***** READING PASSAGE
Two Creeks is a town in Manitowoc County, Wisconsin, United States. The population was 390 at the 2020 census.

== Communities ==

- Two Creeks is a defunct community located on the eastern end of Two Creeks Road. A fire from a blacksmith destroyed much of the original site in October 1918. The site is now Two Creeks County Park.
- West Two Creeks (signed by the Wisconsin Department of Transportation as "Two Creeks") is an unincorporated community at the intersection of Wisconsin Highway 42 and Two Creeks Road.

==Geography==
According to the United States Census Bureau, the town has a total area of 14.9 square miles (38.5 km^{2}), all land.

Two Creeks is located on the shore of Lake Michigan. The Two Creeks Buried Forest State Natural Area is located north of the town.

==Demographics==
As of the census of 2020, there were 390 people, and 148 households residing in the town. The racial makeup of the town was 96.15% White, 0.25% Native American, 0.18% Pacific Islander, 1.51% from other races. Hispanic or Latino people of any race were 2.60% of the population.

In the town, the median age is 42.5 years old with 20.8% of the population at least 65 years old.

The median income for a household in the town was $76,250, and the median income for a family was $90,000.

==Economy==
The Point Beach Nuclear Plant is located in the town.

==History==
The town celebrated its sesquicentennial on August 15, 2009.

In 2021, the Wisconsin Shipwreck Coast National Marine Sanctuary was established in the waters of Lake Michigan off Two Creeks.
**********
# [PROBLEM TO WORK ON]
Reproduce the passage on the town of Two Creeks word for word, starting at the words that contain "Two Creeks is located" and ending after "of the population.". Rely only on the text about Two Creeks.
***** GIVEN INFORMATION
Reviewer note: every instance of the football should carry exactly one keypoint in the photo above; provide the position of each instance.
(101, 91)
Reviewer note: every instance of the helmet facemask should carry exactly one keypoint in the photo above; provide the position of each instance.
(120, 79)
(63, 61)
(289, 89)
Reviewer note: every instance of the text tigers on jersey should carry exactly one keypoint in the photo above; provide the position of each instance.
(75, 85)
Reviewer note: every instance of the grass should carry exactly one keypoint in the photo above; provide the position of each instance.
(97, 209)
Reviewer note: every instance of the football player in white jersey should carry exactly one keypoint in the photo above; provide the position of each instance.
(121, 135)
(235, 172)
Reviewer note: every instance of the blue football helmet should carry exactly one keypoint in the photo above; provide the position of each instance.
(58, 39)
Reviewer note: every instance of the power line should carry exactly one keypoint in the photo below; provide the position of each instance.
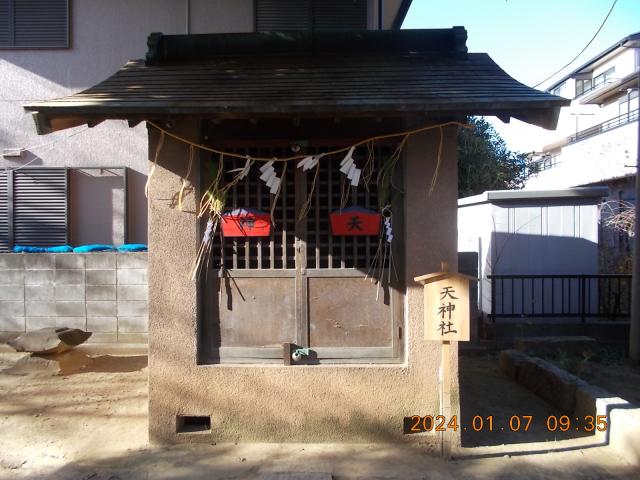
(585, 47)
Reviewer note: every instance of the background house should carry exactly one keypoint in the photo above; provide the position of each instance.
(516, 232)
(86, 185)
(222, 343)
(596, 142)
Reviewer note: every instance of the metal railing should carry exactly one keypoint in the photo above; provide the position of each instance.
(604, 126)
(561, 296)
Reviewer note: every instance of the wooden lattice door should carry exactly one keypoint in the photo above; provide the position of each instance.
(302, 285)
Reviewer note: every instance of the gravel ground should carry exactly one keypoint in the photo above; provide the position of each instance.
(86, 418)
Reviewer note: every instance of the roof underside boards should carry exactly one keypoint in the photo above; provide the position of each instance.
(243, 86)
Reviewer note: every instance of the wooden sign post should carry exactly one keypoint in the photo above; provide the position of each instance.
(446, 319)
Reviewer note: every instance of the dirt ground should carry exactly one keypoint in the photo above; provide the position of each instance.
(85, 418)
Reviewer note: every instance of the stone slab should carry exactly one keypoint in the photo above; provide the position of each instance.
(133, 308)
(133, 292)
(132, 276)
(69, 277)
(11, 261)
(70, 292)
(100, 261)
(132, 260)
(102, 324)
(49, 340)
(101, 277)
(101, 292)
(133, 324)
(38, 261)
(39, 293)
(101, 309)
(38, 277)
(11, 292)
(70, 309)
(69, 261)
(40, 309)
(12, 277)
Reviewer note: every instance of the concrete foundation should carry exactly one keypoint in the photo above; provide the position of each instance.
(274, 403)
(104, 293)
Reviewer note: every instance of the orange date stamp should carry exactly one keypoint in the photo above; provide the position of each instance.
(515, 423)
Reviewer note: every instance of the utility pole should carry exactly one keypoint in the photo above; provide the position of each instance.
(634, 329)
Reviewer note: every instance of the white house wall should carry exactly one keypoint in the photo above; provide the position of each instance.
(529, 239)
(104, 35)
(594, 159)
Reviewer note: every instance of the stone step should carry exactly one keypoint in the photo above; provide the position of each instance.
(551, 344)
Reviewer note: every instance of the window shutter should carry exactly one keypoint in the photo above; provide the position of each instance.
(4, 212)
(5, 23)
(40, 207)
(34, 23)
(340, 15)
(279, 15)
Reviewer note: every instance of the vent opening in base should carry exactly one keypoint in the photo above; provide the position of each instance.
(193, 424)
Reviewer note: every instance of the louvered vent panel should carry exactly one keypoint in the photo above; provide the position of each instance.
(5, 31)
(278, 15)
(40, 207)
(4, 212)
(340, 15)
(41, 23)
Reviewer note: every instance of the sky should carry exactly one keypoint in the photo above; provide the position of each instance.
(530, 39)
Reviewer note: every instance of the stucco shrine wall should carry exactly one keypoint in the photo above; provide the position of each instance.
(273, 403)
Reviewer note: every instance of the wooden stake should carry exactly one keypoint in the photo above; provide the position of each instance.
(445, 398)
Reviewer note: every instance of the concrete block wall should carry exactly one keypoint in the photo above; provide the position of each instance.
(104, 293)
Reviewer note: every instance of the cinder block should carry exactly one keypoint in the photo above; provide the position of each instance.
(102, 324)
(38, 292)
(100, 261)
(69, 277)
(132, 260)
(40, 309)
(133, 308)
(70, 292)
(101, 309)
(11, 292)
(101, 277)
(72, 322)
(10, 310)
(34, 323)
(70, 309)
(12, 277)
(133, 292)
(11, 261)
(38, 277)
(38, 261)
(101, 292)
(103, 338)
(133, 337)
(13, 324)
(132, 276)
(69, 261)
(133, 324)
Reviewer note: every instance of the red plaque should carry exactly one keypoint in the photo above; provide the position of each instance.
**********
# [EXERCISE RESULT]
Two Creeks is located on the shore of Lake Michigan. The Two Creeks Buried Forest State Natural Area is located north of the town.

==Demographics==
As of the census of 2020, there were 390 people, and 148 households residing in the town. The racial makeup of the town was 96.15% White, 0.25% Native American, 0.18% Pacific Islander, 1.51% from other races. Hispanic or Latino people of any race were 2.60% of the population.